## [Text section]
>>
Monday Ministerial Musings
By Rev. Mark William Ennis
2023 Blog #22
May 29, 2023
A Memorial Day Tribute To Kenneth Kizer
Today is Memorial Day. I will, of course, be attending the wreath-laying ceremony at town hall and will be marching in the town Memorial Day Parade. Of course, our family will gather for a picnic later. I do hope that no one wishes me a “Happy Memorial Day.” “Happy” and “Memorial Day” somehow do not seem to go together. Yes, I understand that this day is the unofficial beginning of summer and that is something to enjoy. But Memorial Day is really about remembering those in our military who have died defending our nation.
I always feel guilty on Memorial Day. I feel a bit of responsibility for the death of my Godfather. He did not die until 1980 but he began to walk toward his death when he suffered PTSD during World War II. He was in a construction battalion (CB) and built many of the structures for our military on Guam Island. He had a break down during his service and spent the end of the war in a military hospital psychiatric ward and never fully recovered from his break down.
I remember him mostly after his retirement. He was a bright man who taught me a lot but mostly lived in a small apartment with his wife, my Godmother, and rarely went outside. Uncle Kenny had virtually no social life, lamented the poverty of his childhood, and doing astrological star charts, convinced that none of us had any choices in life. Any issues a person had, he believed, was written in the stars and a person had no real control over one’s life.
During my high school and college years, as he aged, his depression deepened, his hopelessness worsened, and his drinking became worse. During those years he stopped doing self-care and he became something of a recluse. After my college graduation and one month before I started seminary he couldn’t endure the pain of living anymore. He waiting until my Godmother was out shopping and he hung himself in his apartment.
<<
## [Information]
>>
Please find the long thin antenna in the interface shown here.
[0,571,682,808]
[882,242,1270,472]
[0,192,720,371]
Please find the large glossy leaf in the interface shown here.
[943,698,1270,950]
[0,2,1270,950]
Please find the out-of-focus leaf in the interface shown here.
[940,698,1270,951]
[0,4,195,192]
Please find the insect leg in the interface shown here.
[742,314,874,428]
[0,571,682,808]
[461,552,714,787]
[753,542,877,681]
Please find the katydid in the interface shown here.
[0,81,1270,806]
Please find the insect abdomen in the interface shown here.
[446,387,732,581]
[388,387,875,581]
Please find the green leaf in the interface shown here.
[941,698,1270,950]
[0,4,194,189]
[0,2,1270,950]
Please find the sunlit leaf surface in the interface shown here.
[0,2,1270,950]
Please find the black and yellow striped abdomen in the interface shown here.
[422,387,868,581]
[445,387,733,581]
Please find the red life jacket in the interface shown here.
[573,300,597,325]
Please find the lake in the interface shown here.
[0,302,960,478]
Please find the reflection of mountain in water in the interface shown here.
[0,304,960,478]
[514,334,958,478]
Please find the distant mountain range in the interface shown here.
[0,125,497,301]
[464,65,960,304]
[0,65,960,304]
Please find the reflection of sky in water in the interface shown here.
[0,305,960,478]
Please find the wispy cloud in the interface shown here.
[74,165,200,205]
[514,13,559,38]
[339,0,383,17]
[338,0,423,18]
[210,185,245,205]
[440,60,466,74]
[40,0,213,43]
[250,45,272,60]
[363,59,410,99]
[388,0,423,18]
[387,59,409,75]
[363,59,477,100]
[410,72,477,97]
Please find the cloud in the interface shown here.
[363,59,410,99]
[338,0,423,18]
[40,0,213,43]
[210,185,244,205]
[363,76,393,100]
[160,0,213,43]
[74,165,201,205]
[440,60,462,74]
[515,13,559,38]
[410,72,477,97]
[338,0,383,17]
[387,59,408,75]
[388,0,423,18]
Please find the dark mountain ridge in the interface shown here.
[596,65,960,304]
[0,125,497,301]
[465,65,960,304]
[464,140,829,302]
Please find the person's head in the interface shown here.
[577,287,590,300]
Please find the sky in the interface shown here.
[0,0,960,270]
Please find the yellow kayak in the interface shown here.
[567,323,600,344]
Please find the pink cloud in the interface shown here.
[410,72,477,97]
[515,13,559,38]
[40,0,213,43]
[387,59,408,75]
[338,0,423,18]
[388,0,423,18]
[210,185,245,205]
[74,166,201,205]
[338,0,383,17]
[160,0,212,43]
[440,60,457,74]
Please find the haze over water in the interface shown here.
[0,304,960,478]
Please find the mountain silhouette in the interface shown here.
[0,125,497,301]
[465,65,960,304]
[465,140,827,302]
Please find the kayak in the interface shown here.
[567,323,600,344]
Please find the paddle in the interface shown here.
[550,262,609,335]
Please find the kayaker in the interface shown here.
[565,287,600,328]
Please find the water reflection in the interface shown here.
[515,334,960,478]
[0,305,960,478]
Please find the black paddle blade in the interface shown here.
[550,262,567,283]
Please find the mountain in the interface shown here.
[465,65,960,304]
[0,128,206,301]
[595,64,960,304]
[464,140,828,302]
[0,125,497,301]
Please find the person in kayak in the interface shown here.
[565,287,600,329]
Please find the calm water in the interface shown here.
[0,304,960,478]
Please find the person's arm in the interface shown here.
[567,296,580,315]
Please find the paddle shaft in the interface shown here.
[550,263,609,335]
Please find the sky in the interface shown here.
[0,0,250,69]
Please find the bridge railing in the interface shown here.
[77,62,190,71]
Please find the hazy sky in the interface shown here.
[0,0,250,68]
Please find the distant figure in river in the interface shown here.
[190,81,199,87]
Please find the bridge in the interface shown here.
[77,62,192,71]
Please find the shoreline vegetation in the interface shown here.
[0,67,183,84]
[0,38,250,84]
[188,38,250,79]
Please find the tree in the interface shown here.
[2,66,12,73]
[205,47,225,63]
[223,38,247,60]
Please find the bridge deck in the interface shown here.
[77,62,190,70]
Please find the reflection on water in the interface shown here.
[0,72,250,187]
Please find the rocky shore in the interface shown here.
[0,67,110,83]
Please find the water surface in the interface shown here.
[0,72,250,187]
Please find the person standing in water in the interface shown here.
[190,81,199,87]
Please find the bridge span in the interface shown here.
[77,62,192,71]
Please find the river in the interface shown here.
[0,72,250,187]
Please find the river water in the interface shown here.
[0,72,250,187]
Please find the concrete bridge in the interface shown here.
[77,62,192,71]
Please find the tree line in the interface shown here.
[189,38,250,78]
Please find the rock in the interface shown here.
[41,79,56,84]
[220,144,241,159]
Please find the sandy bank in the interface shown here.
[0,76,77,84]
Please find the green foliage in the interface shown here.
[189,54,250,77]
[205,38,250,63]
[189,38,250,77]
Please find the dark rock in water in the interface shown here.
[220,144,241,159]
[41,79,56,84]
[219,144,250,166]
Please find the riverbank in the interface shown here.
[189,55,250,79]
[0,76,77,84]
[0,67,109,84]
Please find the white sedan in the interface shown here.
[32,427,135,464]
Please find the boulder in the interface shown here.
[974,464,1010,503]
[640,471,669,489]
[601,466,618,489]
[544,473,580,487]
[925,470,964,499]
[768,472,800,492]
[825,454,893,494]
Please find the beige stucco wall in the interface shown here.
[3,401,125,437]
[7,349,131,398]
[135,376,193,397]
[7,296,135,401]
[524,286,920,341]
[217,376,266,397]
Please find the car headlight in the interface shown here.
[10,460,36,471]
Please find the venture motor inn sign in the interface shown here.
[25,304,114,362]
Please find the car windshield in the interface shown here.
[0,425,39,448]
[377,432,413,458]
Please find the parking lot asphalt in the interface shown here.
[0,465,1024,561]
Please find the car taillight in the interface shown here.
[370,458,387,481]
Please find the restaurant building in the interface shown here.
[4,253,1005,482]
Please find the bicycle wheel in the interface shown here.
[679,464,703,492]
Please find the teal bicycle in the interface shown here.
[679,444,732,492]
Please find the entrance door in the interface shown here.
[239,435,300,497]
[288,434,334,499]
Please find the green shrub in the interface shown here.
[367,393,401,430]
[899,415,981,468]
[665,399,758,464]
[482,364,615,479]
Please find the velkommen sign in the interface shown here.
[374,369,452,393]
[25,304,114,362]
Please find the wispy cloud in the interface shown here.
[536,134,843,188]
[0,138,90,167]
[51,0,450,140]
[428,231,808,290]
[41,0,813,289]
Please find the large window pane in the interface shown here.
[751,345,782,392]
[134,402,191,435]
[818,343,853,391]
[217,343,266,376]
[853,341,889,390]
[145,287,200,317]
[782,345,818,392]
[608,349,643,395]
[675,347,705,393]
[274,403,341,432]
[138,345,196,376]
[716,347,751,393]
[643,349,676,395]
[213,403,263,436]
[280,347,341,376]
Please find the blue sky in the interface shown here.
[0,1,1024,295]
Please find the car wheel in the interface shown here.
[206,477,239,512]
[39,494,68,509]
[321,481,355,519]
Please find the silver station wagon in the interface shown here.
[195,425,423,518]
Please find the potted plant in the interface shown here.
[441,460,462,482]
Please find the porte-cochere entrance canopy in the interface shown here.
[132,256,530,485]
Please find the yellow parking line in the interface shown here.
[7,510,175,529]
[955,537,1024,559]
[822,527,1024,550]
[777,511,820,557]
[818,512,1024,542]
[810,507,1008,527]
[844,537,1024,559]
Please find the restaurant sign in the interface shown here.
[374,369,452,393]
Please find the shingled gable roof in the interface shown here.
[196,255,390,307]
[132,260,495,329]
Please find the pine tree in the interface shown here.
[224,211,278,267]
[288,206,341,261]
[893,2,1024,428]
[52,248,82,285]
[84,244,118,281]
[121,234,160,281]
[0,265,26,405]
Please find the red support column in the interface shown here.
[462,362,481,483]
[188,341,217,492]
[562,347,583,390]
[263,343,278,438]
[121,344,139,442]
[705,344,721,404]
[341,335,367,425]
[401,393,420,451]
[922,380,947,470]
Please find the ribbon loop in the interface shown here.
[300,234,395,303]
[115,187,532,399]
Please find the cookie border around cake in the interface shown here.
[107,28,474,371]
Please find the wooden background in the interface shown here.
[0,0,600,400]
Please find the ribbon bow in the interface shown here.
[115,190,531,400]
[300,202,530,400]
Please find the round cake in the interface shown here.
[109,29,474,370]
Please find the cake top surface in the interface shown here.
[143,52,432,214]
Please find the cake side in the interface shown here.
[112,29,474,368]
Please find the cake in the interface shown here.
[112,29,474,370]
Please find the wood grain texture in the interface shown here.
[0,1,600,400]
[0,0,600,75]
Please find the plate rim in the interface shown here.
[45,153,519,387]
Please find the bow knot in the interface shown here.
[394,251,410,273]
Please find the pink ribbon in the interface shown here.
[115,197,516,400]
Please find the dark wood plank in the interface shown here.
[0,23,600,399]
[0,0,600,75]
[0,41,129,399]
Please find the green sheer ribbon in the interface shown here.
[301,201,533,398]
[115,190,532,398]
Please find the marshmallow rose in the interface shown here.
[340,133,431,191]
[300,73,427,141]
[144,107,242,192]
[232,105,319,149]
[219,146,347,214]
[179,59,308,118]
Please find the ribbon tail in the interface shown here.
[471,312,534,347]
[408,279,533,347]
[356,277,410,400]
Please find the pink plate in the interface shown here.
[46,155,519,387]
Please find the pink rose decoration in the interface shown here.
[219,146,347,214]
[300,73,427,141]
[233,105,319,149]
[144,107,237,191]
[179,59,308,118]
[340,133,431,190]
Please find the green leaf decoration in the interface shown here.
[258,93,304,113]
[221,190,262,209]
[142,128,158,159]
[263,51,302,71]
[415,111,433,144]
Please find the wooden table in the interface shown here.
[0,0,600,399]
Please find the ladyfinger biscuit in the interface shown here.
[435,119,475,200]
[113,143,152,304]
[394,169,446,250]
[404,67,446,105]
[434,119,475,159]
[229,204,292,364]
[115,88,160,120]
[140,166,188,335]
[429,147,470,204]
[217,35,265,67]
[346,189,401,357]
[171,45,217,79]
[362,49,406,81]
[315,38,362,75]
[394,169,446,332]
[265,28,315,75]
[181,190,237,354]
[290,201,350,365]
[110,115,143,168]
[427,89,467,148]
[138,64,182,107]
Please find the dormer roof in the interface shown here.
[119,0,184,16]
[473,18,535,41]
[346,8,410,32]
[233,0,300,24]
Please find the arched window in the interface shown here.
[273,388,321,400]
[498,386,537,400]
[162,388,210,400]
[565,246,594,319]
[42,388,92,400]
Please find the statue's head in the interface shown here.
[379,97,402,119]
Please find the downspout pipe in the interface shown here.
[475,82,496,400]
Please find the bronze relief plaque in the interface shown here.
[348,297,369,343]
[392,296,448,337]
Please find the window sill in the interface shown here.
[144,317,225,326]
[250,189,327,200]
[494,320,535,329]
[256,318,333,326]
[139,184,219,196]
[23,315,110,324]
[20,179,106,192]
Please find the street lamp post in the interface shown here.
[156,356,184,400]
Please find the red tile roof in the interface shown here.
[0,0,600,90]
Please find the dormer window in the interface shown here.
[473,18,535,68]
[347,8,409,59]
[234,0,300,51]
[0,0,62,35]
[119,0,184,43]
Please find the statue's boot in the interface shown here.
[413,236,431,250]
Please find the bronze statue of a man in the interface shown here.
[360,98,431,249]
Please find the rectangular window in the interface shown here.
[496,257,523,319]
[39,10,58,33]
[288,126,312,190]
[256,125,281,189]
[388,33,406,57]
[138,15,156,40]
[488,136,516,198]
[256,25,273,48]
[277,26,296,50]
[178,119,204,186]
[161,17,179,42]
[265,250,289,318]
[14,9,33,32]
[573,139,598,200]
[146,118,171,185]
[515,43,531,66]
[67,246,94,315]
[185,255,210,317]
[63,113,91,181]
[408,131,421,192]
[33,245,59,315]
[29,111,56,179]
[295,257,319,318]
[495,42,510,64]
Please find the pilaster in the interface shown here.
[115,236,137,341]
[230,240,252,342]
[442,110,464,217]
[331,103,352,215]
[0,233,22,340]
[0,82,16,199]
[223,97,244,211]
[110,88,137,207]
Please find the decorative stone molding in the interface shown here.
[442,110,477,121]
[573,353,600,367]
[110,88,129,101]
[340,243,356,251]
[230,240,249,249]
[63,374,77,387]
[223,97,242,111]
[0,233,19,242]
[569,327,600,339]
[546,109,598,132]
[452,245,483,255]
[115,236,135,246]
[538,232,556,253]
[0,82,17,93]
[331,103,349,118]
<<
Copy out the Memorial Day blog post in full, word for word.

## [Solved exercise]
Monday Ministerial Musings
By Rev. Mark William Ennis
2023 Blog #22
May 29, 2023
A Memorial Day Tribute To Kenneth Kizer
Today is Memorial Day. I will, of course, be attending the wreath-laying ceremony at town hall and will be marching in the town Memorial Day Parade. Of course, our family will gather for a picnic later. I do hope that no one wishes me a “Happy Memorial Day.” “Happy” and “Memorial Day” somehow do not seem to go together. Yes, I understand that this day is the unofficial beginning of summer and that is something to enjoy. But Memorial Day is really about remembering those in our military who have died defending our nation.
I always feel guilty on Memorial Day. I feel a bit of responsibility for the death of my Godfather. He did not die until 1980 but he began to walk toward his death when he suffered PTSD during World War II. He was in a construction battalion (CB) and built many of the structures for our military on Guam Island. He had a break down during his service and spent the end of the war in a military hospital psychiatric ward and never fully recovered from his break down.
I remember him mostly after his retirement. He was a bright man who taught me a lot but mostly lived in a small apartment with his wife, my Godmother, and rarely went outside. Uncle Kenny had virtually no social life, lamented the poverty of his childhood, and doing astrological star charts, convinced that none of us had any choices in life. Any issues a person had, he believed, was written in the stars and a person had no real control over one’s life.
During my high school and college years, as he aged, his depression deepened, his hopelessness worsened, and his drinking became worse. During those years he stopped doing self-care and he became something of a recluse. After my college graduation and one month before I started seminary he couldn’t endure the pain of living anymore. He waiting until my Godmother was out shopping and he hung himself in his apartment.